• **Extrait à lire**
------
Je me souviens, au Parti socialiste...



Eh ouais les gens... Encore un billet sur le Parti socialiste. Je sais ce que tu te dis : "La meuf, elle nous aura jamais autant parlé du PS que depuis qu'elle l'a quitté". Bah ouais, c'est un peu comme un vieux couple tu vois. Consommer la rupture, c'est aussi en parler.

Donc, je t'épargne d'avance: tu as le droit de partir avant la fin hein. Tu peux cliquer ici pour sortir.

Partir ou rester...

En même temps, on quitte pas un parti dans lequel on a milité neuf ans comme ça, du jour au lendemain. Moi, ça m'aura pris deux ans. Au moins. Ça faisait au moins deux ans que je ruminais et que je me demandais tous les jours pourquoi je restais, pourquoi je ne démissionnais pas, pourquoi...

Certain-e-s camarades me disaient: "Mais non. C'est important que tu restes. C'est important que des gens comme toi sois dans les instances nationales du parti. On a besoin de toi. Tu occupes un siège, c'est important." (gentils, les camarades hein).

D'autres me disaient: "Bah moi tu sais ce que j'en pense hein. Ce parti est cramé. Il ne sert plus à rien. Moi je vais laisser mourir mon adhésion tranquillement. Qu'est-ce que tu te fais chier à rester dans ce parti de merde?" (gentils aussi mais moins polis).

La désillusion

Je crois que j'y suis restée parce que je suis une grande naïve utopiste et optimiste (et inversement). Je crois que j'ai nourri l'espoir jusqu'à plus faim, d'être, non pas entendue (parce que bon, ça, vu que je parle hyper fort, je sais qu'on m'entend), mais écoutée. Je crois que j'ai espéré "peser" dans certains choix et certaines décisions. Je crois que j'ai aussi espéré être utile à mon parti et à mes camarades tout en me rendant compte chaque jour un peu plus que ça ne servait à rien, que je ne servais à rien. Je crois que j'ai attendu inlassablement un truc qui n'arriverait jamais: la Renaissance du parti, de ses pratiques et de ses méthodes.

[J'ai mis un R majuscule à Renaissance parce que c'était le nom de la motion (texte d'orientation de notre tambouille interne qu'on appelle "Congrès", et qui était portée par Olivier Faure. La motion hein, pas la tambouille... quoique...) que je soutenais en 2018.]

La déception

Je me souviens de ma réaction début 2019 quand j'ai appris qui avait été recruté au poste de Directeur de Cabinet d'Olivier Faure au Siège du PS. J'ai cru que c'était une blague. Mais non. Et en même temps, je n'étais pas si surprise que ça qu'il sorte par la porte de la Fédé de l'Essonne, et qu'il revienne par la fenêtre du parti. Je me souviens de mes camarades qui soufflaient de soulagement "Ouf, enfin ! Ça y est, on est débarrassés". Et je me souviens de ma réponse: "Ne dis pas ouf trop vite. Tu verras. On le reverra. Là où tu t'y attends le moins". Visionnaire, la meuf.
------
• **Extrait des données**
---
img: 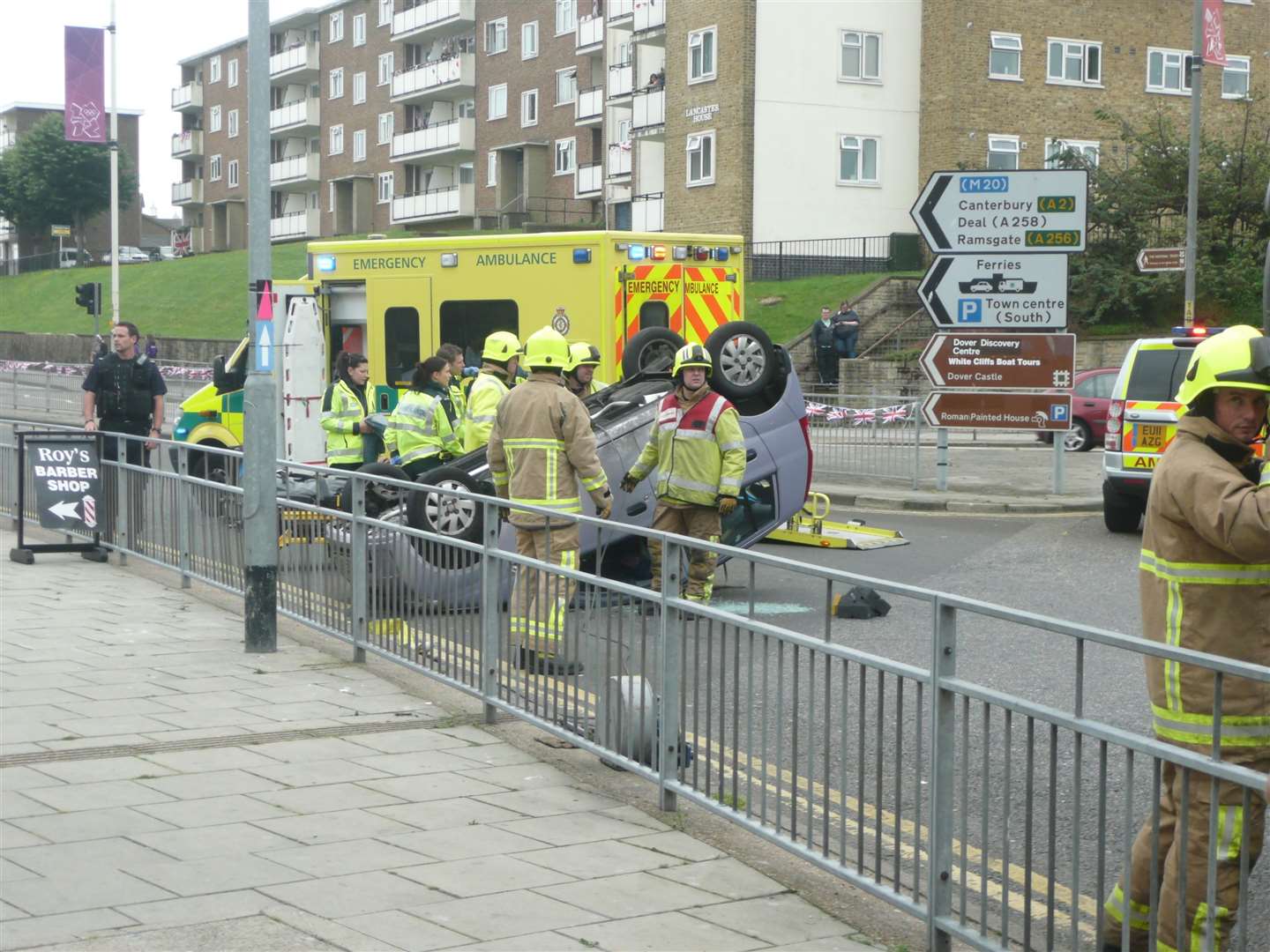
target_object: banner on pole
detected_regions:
[1204,0,1227,66]
[64,26,106,145]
------
• **Exercices à faire**
A) Répondez à ces questions sur le billet sur le Parti socialiste :
(i) Pendant combien d'années la personne qui écrit a-t-elle milité au parti ?
(ii) Quel était le nom de la motion qu'elle soutenait en 2018 ?
(iii) À quel moment a-t-elle appris qui avait été recruté comme directeur de cabinet d'Olivier Faure ?
B) Recopiez sans rien changer le passage du billet sur le Parti socialiste situé entre "Je me souviens, au" et "ici pour sortir.", ces deux passages compris.

• **Corrigés par exercice**
A)
(i) Neuf ans.
(ii) Renaissance.
(iii) Début 2019.

B)
Je me souviens, au Parti socialiste...



Eh ouais les gens... Encore un billet sur le Parti socialiste. Je sais ce que tu te dis : "La meuf, elle nous aura jamais autant parlé du PS que depuis qu'elle l'a quitté". Bah ouais, c'est un peu comme un vieux couple tu vois. Consommer la rupture, c'est aussi en parler.

Donc, je t'épargne d'avance: tu as le droit de partir avant la fin hein. Tu peux cliquer ici pour sortir.